REQUIRED TASK. Write out the data below unchanged, starting at its first line and stopping after the line that contains "36,234 -> 46,251". Leave the pictures out.
-- START OF RECORDS FOR THIS TASK --
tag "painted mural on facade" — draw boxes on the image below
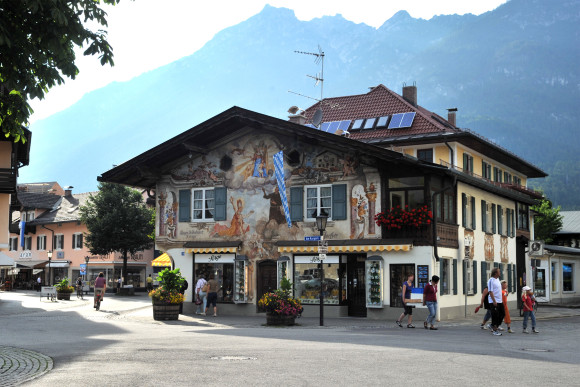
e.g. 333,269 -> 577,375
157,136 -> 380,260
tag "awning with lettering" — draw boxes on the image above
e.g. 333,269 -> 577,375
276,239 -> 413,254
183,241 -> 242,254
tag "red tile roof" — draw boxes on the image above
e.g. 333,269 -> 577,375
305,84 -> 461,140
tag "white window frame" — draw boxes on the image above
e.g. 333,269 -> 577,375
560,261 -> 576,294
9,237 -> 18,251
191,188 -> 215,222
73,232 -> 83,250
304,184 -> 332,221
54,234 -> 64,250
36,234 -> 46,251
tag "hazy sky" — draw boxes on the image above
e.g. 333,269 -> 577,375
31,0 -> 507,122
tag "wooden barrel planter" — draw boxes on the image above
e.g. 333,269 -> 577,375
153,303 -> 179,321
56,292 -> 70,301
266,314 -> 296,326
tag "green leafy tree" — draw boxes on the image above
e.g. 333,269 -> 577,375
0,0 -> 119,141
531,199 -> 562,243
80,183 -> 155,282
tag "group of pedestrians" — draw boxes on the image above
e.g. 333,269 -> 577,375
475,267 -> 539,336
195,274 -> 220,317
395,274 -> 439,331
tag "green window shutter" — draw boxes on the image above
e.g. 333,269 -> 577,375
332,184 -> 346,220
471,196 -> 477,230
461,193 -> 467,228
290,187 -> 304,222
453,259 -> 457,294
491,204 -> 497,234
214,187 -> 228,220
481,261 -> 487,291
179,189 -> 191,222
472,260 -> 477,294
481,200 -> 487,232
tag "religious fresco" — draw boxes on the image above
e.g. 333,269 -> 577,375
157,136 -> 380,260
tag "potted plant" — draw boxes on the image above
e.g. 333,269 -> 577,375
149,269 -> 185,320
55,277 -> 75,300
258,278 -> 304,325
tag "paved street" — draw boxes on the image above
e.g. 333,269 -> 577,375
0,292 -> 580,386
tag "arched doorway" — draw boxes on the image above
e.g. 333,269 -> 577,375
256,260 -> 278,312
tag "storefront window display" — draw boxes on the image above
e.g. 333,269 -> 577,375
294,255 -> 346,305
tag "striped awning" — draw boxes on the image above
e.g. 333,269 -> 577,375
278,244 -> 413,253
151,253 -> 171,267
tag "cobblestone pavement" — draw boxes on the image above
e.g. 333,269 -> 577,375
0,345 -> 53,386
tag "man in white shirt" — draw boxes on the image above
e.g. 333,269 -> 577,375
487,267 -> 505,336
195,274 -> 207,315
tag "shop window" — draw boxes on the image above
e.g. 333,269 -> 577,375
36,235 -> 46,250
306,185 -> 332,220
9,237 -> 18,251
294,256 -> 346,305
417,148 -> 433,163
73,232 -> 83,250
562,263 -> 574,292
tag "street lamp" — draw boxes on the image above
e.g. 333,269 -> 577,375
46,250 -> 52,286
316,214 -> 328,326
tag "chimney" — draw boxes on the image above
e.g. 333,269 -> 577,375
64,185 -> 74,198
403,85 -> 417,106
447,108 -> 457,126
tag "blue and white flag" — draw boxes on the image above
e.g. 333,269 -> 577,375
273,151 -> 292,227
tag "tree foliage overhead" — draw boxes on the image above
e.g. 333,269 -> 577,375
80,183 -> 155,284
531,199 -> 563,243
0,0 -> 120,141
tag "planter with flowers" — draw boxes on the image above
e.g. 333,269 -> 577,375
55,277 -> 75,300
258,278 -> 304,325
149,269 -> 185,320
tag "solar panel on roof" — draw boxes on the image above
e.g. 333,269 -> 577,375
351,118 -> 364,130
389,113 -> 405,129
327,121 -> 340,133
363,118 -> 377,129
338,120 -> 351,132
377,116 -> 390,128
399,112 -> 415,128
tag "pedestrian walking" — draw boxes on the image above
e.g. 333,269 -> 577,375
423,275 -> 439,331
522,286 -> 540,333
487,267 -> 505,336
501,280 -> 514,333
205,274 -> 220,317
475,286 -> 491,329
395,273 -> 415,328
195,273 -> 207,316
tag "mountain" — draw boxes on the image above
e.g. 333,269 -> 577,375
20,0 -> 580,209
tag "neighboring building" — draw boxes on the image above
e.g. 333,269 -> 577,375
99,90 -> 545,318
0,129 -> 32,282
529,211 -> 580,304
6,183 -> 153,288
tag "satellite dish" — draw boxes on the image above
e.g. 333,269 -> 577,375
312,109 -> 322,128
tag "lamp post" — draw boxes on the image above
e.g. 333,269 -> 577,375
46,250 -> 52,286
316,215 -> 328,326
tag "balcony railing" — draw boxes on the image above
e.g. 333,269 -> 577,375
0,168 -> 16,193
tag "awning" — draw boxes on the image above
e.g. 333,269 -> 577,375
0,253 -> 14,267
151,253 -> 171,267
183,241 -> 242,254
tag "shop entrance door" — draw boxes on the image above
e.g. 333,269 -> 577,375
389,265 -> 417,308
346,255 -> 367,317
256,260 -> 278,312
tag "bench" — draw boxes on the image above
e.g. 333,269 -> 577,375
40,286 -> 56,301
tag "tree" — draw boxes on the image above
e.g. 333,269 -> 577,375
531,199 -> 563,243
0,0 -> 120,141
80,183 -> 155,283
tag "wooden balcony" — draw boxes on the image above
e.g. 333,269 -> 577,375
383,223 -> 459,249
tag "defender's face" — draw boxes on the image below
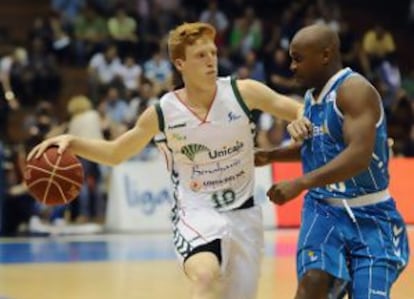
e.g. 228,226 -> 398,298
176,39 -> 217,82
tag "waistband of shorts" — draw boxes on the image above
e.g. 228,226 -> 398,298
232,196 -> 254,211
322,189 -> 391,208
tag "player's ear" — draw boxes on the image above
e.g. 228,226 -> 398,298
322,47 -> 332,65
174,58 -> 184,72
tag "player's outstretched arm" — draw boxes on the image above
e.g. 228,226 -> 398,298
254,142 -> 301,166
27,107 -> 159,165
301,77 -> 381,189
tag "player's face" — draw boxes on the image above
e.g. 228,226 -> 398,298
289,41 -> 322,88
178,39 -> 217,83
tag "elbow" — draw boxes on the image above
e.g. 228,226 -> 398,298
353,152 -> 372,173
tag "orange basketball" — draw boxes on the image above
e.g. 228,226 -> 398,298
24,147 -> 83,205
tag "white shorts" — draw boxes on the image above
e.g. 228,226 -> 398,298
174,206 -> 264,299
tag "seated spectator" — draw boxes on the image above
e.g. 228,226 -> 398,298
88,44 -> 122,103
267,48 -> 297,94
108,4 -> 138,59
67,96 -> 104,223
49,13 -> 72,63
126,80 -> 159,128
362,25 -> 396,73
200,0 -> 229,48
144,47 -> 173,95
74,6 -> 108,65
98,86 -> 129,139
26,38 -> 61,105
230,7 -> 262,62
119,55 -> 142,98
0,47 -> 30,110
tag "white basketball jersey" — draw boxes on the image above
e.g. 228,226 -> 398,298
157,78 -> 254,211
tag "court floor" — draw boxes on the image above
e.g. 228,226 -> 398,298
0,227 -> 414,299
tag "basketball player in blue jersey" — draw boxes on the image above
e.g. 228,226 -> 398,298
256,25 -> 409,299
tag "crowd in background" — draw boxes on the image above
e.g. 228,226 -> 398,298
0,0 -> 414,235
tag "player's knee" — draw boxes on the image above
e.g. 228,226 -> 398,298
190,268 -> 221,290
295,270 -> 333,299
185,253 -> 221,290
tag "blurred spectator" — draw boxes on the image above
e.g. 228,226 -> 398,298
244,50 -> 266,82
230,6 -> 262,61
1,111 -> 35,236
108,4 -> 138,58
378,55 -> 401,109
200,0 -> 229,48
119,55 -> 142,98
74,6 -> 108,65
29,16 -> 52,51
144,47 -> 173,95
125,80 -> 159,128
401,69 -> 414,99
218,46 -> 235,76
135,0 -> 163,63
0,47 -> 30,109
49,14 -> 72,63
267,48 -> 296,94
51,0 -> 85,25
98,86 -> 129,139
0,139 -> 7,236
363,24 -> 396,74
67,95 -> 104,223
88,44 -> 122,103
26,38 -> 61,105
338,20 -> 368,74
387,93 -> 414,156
-- END OF RECORDS FOR THIS TASK --
SOLUTION BELOW.
tag "painted mural on facade" — draw boxes on the image below
e.g. 333,269 -> 577,375
157,136 -> 380,260
tag "awning with lettering" — draw boxes on the image above
e.g. 333,269 -> 577,375
276,239 -> 413,254
183,241 -> 242,254
tag "red tile roof" — draw boxes on the image above
e.g. 333,269 -> 577,375
305,84 -> 461,140
tag "white window frame" — draw boxes on the image above
e.g. 333,269 -> 577,375
560,261 -> 576,294
9,237 -> 18,251
191,188 -> 215,222
73,232 -> 83,250
304,184 -> 332,221
54,234 -> 64,250
36,234 -> 46,251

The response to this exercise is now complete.